# Record extracts start
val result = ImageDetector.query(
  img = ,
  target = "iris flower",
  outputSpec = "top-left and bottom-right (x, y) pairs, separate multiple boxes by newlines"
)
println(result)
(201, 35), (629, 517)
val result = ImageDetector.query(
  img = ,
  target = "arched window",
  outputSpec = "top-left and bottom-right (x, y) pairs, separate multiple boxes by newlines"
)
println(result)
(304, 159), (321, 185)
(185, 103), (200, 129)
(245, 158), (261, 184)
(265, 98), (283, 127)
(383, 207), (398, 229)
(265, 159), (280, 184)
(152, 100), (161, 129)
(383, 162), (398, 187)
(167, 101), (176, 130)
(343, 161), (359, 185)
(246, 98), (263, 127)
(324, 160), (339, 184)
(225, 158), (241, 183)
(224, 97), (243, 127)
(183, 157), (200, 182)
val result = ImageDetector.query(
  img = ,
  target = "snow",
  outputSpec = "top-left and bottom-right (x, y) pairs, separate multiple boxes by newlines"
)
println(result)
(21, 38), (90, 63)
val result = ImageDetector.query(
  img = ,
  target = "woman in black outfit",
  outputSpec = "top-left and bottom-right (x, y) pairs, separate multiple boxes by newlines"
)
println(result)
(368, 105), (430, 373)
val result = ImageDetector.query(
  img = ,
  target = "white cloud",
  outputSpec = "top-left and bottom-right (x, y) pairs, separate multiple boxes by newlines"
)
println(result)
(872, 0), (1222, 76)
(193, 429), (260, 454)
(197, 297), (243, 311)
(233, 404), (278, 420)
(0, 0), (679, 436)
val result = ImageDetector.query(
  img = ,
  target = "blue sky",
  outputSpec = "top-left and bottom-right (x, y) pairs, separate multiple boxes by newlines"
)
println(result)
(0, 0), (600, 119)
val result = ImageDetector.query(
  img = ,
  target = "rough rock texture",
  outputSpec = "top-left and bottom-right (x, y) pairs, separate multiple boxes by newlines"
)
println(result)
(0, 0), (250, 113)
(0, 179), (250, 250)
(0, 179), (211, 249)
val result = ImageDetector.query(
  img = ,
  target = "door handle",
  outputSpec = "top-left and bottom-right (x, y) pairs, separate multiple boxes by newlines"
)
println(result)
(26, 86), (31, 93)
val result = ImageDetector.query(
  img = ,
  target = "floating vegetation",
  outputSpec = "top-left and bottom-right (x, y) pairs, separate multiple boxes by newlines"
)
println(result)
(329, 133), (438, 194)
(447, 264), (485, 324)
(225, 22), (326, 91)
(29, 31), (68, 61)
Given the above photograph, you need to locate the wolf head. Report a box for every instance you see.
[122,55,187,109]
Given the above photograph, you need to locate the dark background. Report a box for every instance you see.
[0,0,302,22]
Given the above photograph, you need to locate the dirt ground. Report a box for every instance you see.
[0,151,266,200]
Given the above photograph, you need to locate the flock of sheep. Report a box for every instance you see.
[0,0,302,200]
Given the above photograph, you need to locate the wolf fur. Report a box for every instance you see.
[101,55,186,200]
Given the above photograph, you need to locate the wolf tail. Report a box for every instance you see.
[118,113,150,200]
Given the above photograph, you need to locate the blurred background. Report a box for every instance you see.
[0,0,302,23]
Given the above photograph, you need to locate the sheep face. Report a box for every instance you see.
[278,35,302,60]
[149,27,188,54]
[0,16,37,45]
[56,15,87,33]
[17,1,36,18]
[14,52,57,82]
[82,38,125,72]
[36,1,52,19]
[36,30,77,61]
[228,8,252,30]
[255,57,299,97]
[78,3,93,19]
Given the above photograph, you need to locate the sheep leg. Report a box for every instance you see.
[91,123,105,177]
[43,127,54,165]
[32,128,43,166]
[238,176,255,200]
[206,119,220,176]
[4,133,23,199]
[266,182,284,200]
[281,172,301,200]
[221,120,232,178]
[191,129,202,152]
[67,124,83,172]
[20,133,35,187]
# Record extracts end
**Task directions**
Count the lines in the rows above that contain the string "photograph" (case-sensitive), and give only that number.

**Final result**
9